Turn the lines below into a JSON list of strings, one string per line, leaving out any blank lines.

****************************************

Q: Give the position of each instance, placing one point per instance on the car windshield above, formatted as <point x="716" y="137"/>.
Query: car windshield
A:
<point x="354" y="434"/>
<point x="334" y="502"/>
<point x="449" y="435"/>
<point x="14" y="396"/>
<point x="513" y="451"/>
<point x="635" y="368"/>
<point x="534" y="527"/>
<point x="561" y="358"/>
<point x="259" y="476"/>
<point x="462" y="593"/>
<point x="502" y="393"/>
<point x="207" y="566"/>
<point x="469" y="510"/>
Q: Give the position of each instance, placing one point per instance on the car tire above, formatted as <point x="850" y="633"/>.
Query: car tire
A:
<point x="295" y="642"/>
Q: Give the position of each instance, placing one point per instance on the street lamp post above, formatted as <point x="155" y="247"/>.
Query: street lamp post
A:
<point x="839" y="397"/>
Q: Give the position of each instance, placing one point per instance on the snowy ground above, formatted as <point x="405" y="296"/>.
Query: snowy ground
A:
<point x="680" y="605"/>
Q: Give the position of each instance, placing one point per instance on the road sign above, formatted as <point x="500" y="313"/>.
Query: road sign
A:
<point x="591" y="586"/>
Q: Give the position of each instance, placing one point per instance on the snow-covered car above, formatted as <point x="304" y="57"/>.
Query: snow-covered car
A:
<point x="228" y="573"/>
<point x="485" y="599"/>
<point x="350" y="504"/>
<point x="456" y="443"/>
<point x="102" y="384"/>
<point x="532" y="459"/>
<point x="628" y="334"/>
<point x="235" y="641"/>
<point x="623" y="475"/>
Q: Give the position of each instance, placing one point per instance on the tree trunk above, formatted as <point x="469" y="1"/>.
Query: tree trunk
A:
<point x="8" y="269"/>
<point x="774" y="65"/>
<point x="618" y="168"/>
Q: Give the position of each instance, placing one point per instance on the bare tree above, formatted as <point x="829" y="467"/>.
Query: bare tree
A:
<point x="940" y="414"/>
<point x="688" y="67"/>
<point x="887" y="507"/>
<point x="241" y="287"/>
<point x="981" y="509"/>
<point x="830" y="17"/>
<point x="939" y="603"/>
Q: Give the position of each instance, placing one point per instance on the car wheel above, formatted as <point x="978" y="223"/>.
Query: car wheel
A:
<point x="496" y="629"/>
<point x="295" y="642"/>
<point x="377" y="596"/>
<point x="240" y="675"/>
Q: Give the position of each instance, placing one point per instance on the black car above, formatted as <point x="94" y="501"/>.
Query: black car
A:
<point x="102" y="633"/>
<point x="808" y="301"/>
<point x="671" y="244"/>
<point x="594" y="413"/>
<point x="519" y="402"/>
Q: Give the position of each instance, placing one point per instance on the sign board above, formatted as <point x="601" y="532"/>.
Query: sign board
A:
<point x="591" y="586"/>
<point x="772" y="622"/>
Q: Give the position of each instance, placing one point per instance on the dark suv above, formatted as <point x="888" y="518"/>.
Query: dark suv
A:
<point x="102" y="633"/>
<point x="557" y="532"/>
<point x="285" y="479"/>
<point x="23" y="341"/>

****************************************

* **Exercise answer**
[
  "Q: Give the position of each instance, placing one point per instance on the car windshield above, formatted as <point x=\"716\" y=\"137\"/>.",
  "Query: car windshield",
  "A:",
  "<point x=\"354\" y=\"434\"/>",
  "<point x=\"334\" y=\"502\"/>",
  "<point x=\"449\" y=\"435\"/>",
  "<point x=\"14\" y=\"396\"/>",
  "<point x=\"513\" y=\"451\"/>",
  "<point x=\"635\" y=\"368\"/>",
  "<point x=\"534\" y=\"527\"/>",
  "<point x=\"561\" y=\"358\"/>",
  "<point x=\"259\" y=\"476\"/>",
  "<point x=\"462\" y=\"593\"/>",
  "<point x=\"502\" y=\"393\"/>",
  "<point x=\"207\" y=\"566\"/>",
  "<point x=\"469\" y=\"510\"/>",
  "Q: Give the position of each instance, placing one point per instance on the car tire above, formatted as <point x=\"850\" y=\"633\"/>.",
  "Query: car tire",
  "A:",
  "<point x=\"295\" y=\"642\"/>",
  "Q: Give the position of each instance, placing one point per instance on the street lamp post above, formatted as <point x=\"155\" y=\"247\"/>.",
  "Query: street lamp post",
  "A:",
  "<point x=\"839\" y=\"397\"/>",
  "Q: Give the position of each instance, placing one point per instance on the snowy ground above, formatted as <point x=\"405\" y=\"296\"/>.",
  "Query: snowy ground",
  "A:",
  "<point x=\"680\" y=\"605\"/>",
  "Q: Give the position of each instance, placing one point per instance on the road sign above, formatted as <point x=\"500\" y=\"313\"/>.",
  "Query: road sign",
  "A:",
  "<point x=\"591\" y=\"586\"/>",
  "Q: Give the position of each instance, placing one point per instance on the snow-covered car above, formatted as <point x=\"304\" y=\"57\"/>.",
  "Query: snow-covered car",
  "A:",
  "<point x=\"228\" y=\"573\"/>",
  "<point x=\"485\" y=\"599\"/>",
  "<point x=\"350\" y=\"504\"/>",
  "<point x=\"456\" y=\"443\"/>",
  "<point x=\"102\" y=\"384\"/>",
  "<point x=\"532\" y=\"459\"/>",
  "<point x=\"628\" y=\"334\"/>",
  "<point x=\"235\" y=\"641\"/>",
  "<point x=\"623\" y=\"475\"/>",
  "Q: Give the position of each instance, placing one point per instance on the tree trunk above, formatted as <point x=\"469\" y=\"1\"/>.",
  "Query: tree trunk",
  "A:",
  "<point x=\"8\" y=\"269\"/>",
  "<point x=\"774\" y=\"65\"/>",
  "<point x=\"618\" y=\"168\"/>",
  "Q: Give the position of each instance, placing one point per instance on the bare tree above, formatted as <point x=\"829\" y=\"467\"/>.",
  "Query: bare tree",
  "A:",
  "<point x=\"940\" y=\"414\"/>",
  "<point x=\"688\" y=\"67\"/>",
  "<point x=\"887\" y=\"507\"/>",
  "<point x=\"241\" y=\"287\"/>",
  "<point x=\"981\" y=\"509\"/>",
  "<point x=\"830\" y=\"17\"/>",
  "<point x=\"939\" y=\"603\"/>",
  "Q: Give the position of each instance, placing one point per instance on the car wheel above, formatted as <point x=\"978\" y=\"223\"/>.",
  "Query: car wheel",
  "A:",
  "<point x=\"496\" y=\"629\"/>",
  "<point x=\"295\" y=\"642\"/>",
  "<point x=\"377\" y=\"596\"/>",
  "<point x=\"240\" y=\"675\"/>",
  "Q: Give the position of each instance, placing one point per instance on the black car above, formatted as <point x=\"94\" y=\"501\"/>.",
  "Query: black car",
  "A:",
  "<point x=\"102\" y=\"633\"/>",
  "<point x=\"808\" y=\"301\"/>",
  "<point x=\"671\" y=\"244\"/>",
  "<point x=\"594\" y=\"413\"/>",
  "<point x=\"519\" y=\"402\"/>",
  "Q: Give the position of each instance, placing one point per instance on the sign board above, formatted as <point x=\"601\" y=\"532\"/>.",
  "Query: sign board",
  "A:",
  "<point x=\"591\" y=\"586\"/>",
  "<point x=\"772\" y=\"622\"/>",
  "Q: Give the position of each instance, placing one point per instance on the dark suv above, formatted as <point x=\"888\" y=\"518\"/>.",
  "Query: dark suv",
  "A:",
  "<point x=\"102\" y=\"633\"/>",
  "<point x=\"557\" y=\"532\"/>",
  "<point x=\"285\" y=\"479\"/>",
  "<point x=\"23\" y=\"341\"/>"
]